Stored data:

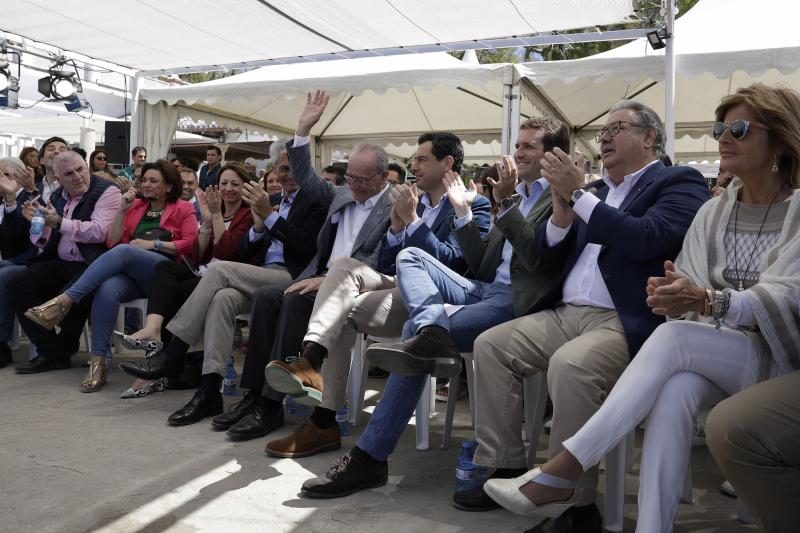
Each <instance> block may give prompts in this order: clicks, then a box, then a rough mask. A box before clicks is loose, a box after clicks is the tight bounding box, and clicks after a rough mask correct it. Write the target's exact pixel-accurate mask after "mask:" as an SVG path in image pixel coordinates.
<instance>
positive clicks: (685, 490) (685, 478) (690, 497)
mask: <svg viewBox="0 0 800 533" xmlns="http://www.w3.org/2000/svg"><path fill="white" fill-rule="evenodd" d="M681 501H682V502H683V503H690V504H691V503H694V498H693V497H692V458H691V456H690V457H689V464H688V465H686V477H685V478H684V481H683V495H682V496H681Z"/></svg>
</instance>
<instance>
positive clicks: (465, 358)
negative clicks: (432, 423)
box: [462, 353, 475, 431]
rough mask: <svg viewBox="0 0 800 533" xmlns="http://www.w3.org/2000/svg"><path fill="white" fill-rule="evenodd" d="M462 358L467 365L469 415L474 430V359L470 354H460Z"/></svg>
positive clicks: (474, 383)
mask: <svg viewBox="0 0 800 533" xmlns="http://www.w3.org/2000/svg"><path fill="white" fill-rule="evenodd" d="M462 357H463V358H464V365H466V367H467V393H468V396H467V397H468V398H469V415H470V417H471V418H472V429H473V431H475V401H474V399H473V396H474V394H475V360H474V359H473V358H472V354H471V353H469V354H462Z"/></svg>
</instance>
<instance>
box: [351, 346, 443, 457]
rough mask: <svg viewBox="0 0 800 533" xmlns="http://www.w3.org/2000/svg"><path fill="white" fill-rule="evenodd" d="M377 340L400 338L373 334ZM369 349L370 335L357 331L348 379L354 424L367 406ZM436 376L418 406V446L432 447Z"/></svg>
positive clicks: (428, 387)
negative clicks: (366, 353)
mask: <svg viewBox="0 0 800 533" xmlns="http://www.w3.org/2000/svg"><path fill="white" fill-rule="evenodd" d="M369 338H370V340H373V341H375V342H395V341H397V340H399V339H397V338H382V337H369ZM365 352H366V336H365V335H364V334H361V333H359V334H357V335H356V341H355V343H354V345H353V358H352V361H351V363H350V376H349V378H348V380H347V405H348V410H347V419H348V421H349V422H350V424H352V425H353V427H358V426H359V425H360V424H361V415H362V410H363V407H364V393H365V392H366V386H367V374H368V373H369V365H367V364H366V362H365V358H364V354H365ZM435 392H436V378H430V379H428V381H427V383H426V384H425V389H424V390H423V391H422V395H421V396H420V399H419V401H418V402H417V409H416V411H415V417H416V426H417V444H416V448H417V449H418V450H428V449H430V440H429V431H430V419H431V417H432V416H434V415H435V414H436V397H435Z"/></svg>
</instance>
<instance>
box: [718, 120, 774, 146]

Aim of the task: Number of lines holding "rough" in the data: give it, with nothing else.

Solution to this problem: 3